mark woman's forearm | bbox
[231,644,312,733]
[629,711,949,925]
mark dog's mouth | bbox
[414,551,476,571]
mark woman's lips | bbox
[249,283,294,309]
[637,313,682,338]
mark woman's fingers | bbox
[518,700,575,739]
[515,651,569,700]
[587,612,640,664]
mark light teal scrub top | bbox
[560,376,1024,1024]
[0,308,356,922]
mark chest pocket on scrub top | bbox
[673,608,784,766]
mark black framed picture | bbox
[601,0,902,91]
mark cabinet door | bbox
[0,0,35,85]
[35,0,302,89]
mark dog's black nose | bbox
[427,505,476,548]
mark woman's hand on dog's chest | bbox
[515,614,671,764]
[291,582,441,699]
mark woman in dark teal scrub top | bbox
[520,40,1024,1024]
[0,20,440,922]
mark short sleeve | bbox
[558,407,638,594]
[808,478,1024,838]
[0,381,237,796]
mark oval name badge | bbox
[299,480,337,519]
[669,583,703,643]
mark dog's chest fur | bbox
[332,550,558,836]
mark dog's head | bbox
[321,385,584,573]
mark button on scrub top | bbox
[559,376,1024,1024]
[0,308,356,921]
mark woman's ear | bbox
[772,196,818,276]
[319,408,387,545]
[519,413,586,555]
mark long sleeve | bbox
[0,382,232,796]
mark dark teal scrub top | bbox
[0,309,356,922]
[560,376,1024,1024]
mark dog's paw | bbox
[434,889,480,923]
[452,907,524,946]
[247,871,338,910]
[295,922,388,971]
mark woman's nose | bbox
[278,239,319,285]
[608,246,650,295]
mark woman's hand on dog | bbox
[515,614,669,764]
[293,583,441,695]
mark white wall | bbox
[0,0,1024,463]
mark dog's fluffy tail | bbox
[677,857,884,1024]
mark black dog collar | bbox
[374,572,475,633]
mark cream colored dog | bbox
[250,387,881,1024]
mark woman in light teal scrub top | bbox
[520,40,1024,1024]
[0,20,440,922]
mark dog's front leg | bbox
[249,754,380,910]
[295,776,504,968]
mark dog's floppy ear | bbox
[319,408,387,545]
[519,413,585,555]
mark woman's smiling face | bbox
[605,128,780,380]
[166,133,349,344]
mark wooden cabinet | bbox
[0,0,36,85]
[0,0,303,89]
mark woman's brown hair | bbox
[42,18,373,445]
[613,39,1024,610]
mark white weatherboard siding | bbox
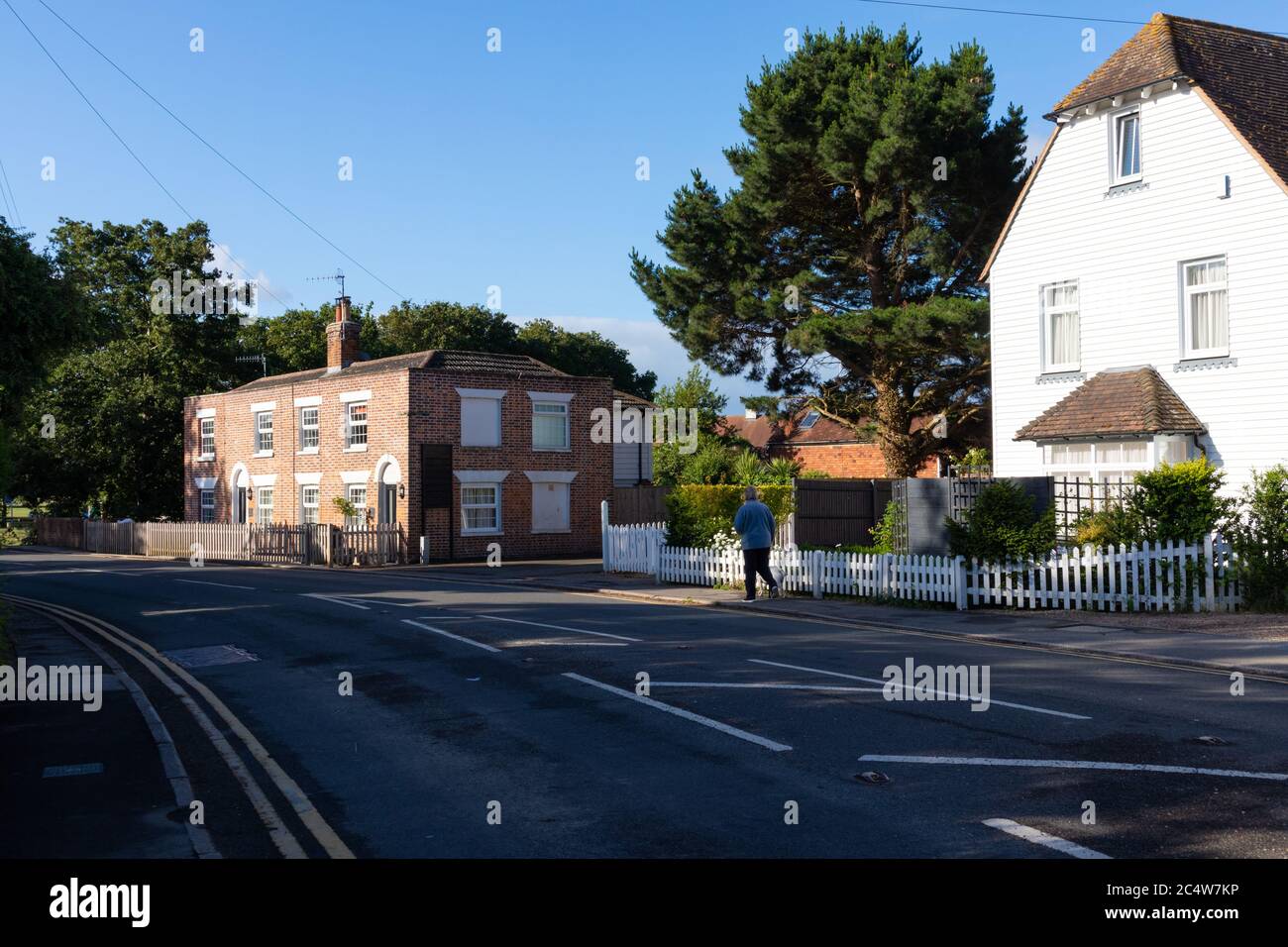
[989,85,1288,491]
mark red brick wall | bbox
[407,369,613,559]
[184,368,613,559]
[770,443,939,478]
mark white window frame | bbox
[461,480,501,536]
[344,401,371,451]
[255,411,273,458]
[1039,279,1082,374]
[300,483,322,524]
[1109,106,1145,185]
[300,404,322,454]
[1180,254,1231,360]
[255,487,275,526]
[197,417,215,460]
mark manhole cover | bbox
[161,644,259,669]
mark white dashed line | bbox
[747,657,1091,720]
[403,618,501,655]
[564,672,793,753]
[859,754,1288,783]
[174,579,255,591]
[984,818,1111,858]
[476,614,640,642]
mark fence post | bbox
[599,500,609,573]
[953,556,966,612]
[1203,533,1216,612]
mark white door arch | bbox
[376,454,402,523]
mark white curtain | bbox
[1185,259,1229,349]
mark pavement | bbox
[0,548,1288,860]
[386,559,1288,679]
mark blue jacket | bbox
[733,500,774,549]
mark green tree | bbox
[14,220,237,519]
[631,27,1025,475]
[514,320,657,399]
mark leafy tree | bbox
[14,220,237,519]
[514,320,657,399]
[631,27,1024,476]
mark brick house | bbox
[724,408,941,479]
[184,297,613,558]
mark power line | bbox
[0,158,22,227]
[859,0,1288,36]
[36,0,403,299]
[0,0,288,309]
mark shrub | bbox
[1227,464,1288,612]
[1127,458,1233,543]
[872,500,903,553]
[947,480,1055,561]
[666,483,793,546]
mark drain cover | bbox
[162,644,259,668]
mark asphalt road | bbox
[0,550,1288,858]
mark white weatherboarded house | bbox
[983,14,1288,489]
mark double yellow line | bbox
[0,594,355,858]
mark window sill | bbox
[1037,368,1087,385]
[1104,177,1149,198]
[1172,356,1239,371]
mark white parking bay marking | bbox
[403,618,501,655]
[476,614,640,642]
[564,672,793,753]
[649,681,881,693]
[859,754,1288,783]
[174,579,255,591]
[747,657,1091,720]
[984,818,1111,858]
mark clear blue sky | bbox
[0,0,1288,411]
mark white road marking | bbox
[859,754,1288,783]
[476,614,640,642]
[403,618,501,655]
[649,681,881,693]
[501,638,627,648]
[174,579,255,591]
[299,591,371,612]
[564,672,793,753]
[984,818,1112,858]
[747,657,1091,720]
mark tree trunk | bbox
[873,377,922,478]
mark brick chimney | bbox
[326,296,358,371]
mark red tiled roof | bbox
[1015,368,1206,441]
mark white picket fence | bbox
[602,504,1241,612]
[966,536,1241,612]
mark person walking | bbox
[733,487,778,601]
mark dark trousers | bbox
[742,546,778,598]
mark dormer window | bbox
[1111,108,1141,184]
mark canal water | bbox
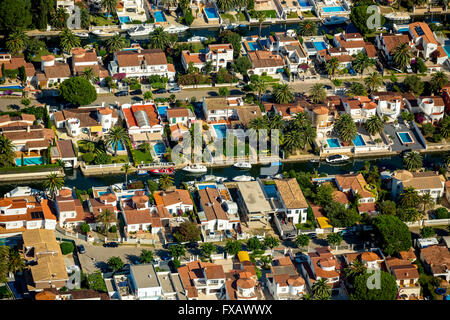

**Problem:**
Shift the bounding box coordinates by -46 in every line of the data from the line with "mark dog's chest fur | bbox" up to and including the line with "[733,500,774,549]", and write out all of those lines with each coordinate value reduced accordingly. Leave the pictures out of your answer.

**Problem solution:**
mark dog's chest fur | bbox
[286,504,512,790]
mark dog's head | bbox
[275,339,538,527]
mark button on scrub top | bbox
[513,330,978,978]
[-46,262,310,875]
mark woman's ear | bbox
[726,150,772,230]
[273,362,341,499]
[473,367,540,509]
mark long sleeve | bbox
[-46,336,186,750]
mark dark teal scrub top | bbox
[-46,263,310,876]
[514,330,978,978]
mark dog's paw | bbox
[388,843,434,877]
[406,861,478,900]
[201,825,292,864]
[249,876,342,925]
mark woman's nose | bbox
[232,193,273,239]
[562,200,604,249]
mark woman's hand on dog | bbox
[469,568,623,718]
[247,537,395,649]
mark white wall | bbox
[-46,-46,978,417]
mark dog's fluffy tail | bbox
[631,811,838,978]
mark black dog collar | bbox
[328,526,429,587]
mark cream colored dog | bbox
[204,341,835,978]
mark woman in light teal scrub top | bbox
[474,-6,978,978]
[-46,-26,394,876]
mark dog's front leg | bbox
[203,708,334,864]
[249,730,458,922]
mark dog's floppy ear | bbox
[273,362,341,499]
[473,367,539,509]
mark woman's smiling face | bbox
[559,82,734,334]
[120,87,303,298]
mark wooden cabinet | bbox
[-46,-46,-10,39]
[-46,-46,257,43]
mark woman's brown hair | bbox
[-4,-28,327,399]
[567,-7,978,564]
mark white weatherboard siding | bbox
[943,39,1242,445]
mark red brick wall | bbox
[361,323,567,513]
[138,322,567,513]
[724,397,893,432]
mark white window frame | bbox
[415,434,455,490]
[298,355,325,405]
[209,365,227,412]
[993,233,1036,328]
[254,437,276,478]
[1063,60,1099,139]
[254,358,276,408]
[1134,208,1185,314]
[209,441,229,480]
[151,371,169,414]
mark manhole cover | bbox
[115,598,213,623]
mark white dashed line | bbox
[701,611,1045,674]
[357,572,455,609]
[518,626,747,707]
[813,708,1242,737]
[128,533,209,545]
[938,772,1065,812]
[430,568,594,596]
mark fence post | bbox
[553,454,563,527]
[907,510,920,566]
[1157,487,1170,566]
mark white door arch | bbox
[330,408,356,477]
mark white curtain | bbox
[1139,213,1183,303]
mark pavement | bbox
[-46,502,1242,814]
[340,513,1242,633]
mark blue jacket | bbox
[687,454,728,503]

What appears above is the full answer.